=== Text ===

I’ve been testing out Google phones ever since there were Google phones to test – indeed, I was the editor at Gizmodo Australia when the first generations of Google Nexus phones hit our shores – and over the years I’ve generally been impressed with what the search giant has done in the phone hardware space.
I’m always drawn back to those early Nexus phones, however, because they were such good value for their time.
Sure, they’d be sub-par relics of phones now, because 14 years in smartphone developments may as well be 200 years, but they provided a great way to get a well-running Android phone for a whole lot less than the competing iPhones that were so very dominant at the time in the smartphone space – or even the weird late-life Nokias of their time. Anyone fondly remember Symbian smartphones? No, I didn’t think so.
The closest you get to a Nexus phone these days are Google’s Pixel A series phones; the mid-range, six-months-later alternatives to the full-priced Pixels of their day. They’re never “innovative”, because that’s not the point of them; they’re a value proposition that’s meant to be better than anything else you can get at that price point.
That 100% was the story for the Google Pixel 7a and I was very keen to see if Google could improve the recipe for the Pixel 8a.
You can read Zac’s full Pixel 8a review here, but what I wanted to do was instead present a slightly alternative viewpoint and format, listing out where I think the Pixel 8a is a winner… and where it isn’t.
Three things I love about the Google Pixel 8a
1. The Pixel 8a is as powerful and as well supported as the Pixel 8
This shouldn’t be a revelation, because manufacturers should be doing everything they reasonably can to make their products good value for consumers for years to come.
Still, you won’t find another Android OEM in this price range offering up seven years of both OS upgrades and security updates alongside the same internal processor architecture and storage options as their full-priced phones.
That’s precisely what the Pixel 8a is, because it’s a marginally smaller Pixel 8 with the same internal configuration and storage options. Which means it runs (anecdotally, officially) exactly the same as the Pixel 8 does. That means while it’s not quite the fastest Android out there (hello, Galaxy S24 Ultra! Goodbye my bank balance!) it’s more than powerful enough for everyday Android apps and games and will be for years.
One minor reviewer’s whinge here: I’d love to be able to show exactly how much more powerful the Pixel 8a is than the 7a or other phones in its price bracket, but I can’t do so in a benchmark sense. Why? Because Google Pixel phones never work with popular benchmarks on launch, and there’s no way that this is coincidental.

=== Provided information ===

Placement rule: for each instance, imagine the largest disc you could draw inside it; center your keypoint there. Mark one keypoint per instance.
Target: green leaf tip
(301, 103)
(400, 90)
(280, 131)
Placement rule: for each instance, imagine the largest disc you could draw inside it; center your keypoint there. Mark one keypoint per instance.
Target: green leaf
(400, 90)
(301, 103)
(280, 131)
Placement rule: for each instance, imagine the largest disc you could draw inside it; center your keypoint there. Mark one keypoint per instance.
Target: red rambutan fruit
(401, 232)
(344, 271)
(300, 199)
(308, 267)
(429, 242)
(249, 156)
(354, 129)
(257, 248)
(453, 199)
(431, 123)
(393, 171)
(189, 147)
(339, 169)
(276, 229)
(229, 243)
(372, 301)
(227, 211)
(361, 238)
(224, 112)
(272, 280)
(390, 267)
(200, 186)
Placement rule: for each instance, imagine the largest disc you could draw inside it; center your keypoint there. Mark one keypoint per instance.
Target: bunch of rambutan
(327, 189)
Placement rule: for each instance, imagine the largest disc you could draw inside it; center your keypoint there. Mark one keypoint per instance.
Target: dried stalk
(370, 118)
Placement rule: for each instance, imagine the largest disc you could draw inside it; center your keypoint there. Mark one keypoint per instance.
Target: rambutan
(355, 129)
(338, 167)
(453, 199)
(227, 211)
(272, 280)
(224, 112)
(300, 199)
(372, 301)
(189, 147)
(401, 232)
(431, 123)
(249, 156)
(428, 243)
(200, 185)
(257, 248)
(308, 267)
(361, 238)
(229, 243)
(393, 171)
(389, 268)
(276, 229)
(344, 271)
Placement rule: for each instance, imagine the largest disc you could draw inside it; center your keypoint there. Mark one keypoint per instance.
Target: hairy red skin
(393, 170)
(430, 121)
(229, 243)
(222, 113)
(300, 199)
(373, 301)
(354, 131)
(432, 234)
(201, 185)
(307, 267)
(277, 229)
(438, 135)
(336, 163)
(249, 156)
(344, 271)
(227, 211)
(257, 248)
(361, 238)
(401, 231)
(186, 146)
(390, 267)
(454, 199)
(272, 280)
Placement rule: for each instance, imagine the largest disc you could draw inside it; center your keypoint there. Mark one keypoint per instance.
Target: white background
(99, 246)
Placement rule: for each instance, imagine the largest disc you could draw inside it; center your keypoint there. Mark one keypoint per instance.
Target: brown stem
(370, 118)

===
=== Provided information ===

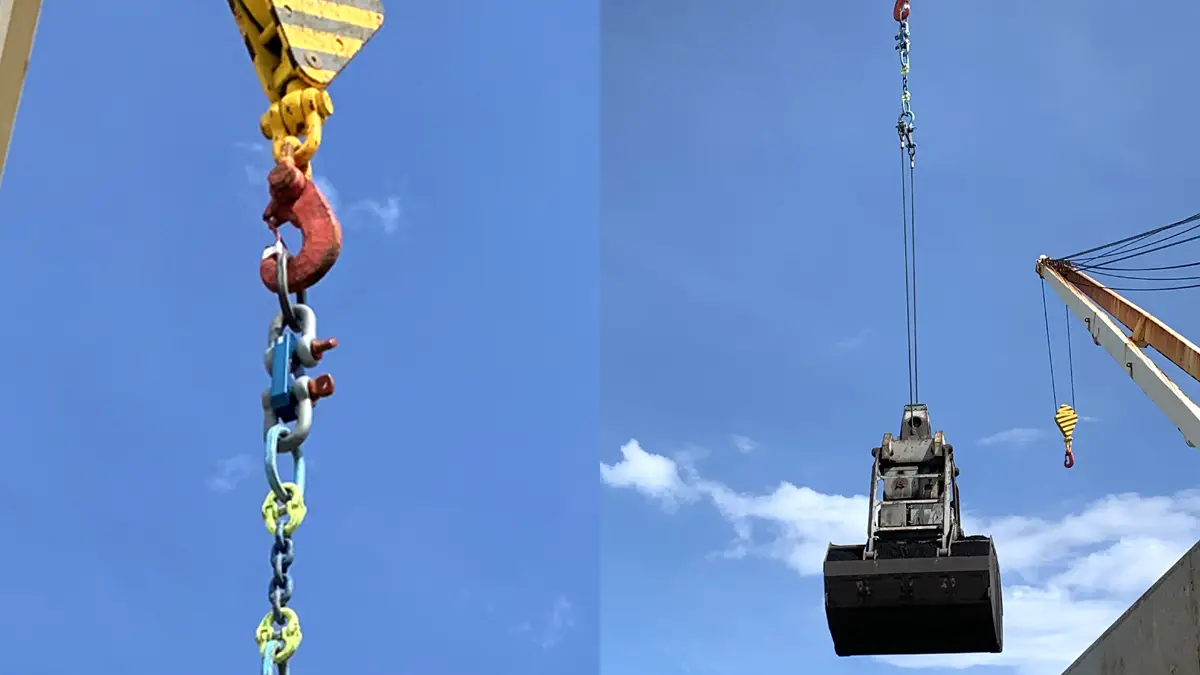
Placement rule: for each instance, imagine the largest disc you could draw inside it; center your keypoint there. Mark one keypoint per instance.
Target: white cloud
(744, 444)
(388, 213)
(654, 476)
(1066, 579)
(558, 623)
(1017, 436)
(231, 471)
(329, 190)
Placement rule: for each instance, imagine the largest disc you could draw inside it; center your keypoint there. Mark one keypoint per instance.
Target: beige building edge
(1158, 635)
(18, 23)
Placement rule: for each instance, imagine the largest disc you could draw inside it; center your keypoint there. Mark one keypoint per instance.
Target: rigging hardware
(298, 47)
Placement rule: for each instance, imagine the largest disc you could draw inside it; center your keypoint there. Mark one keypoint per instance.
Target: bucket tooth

===

## What this task involves:
Write out the passage of the Pixel 8a review above word for word, from "You can read" up to and including "years to come.".

## Exercise solution:
You can read Zac’s full Pixel 8a review here, but what I wanted to do was instead present a slightly alternative viewpoint and format, listing out where I think the Pixel 8a is a winner… and where it isn’t.
Three things I love about the Google Pixel 8a
1. The Pixel 8a is as powerful and as well supported as the Pixel 8
This shouldn’t be a revelation, because manufacturers should be doing everything they reasonably can to make their products good value for consumers for years to come.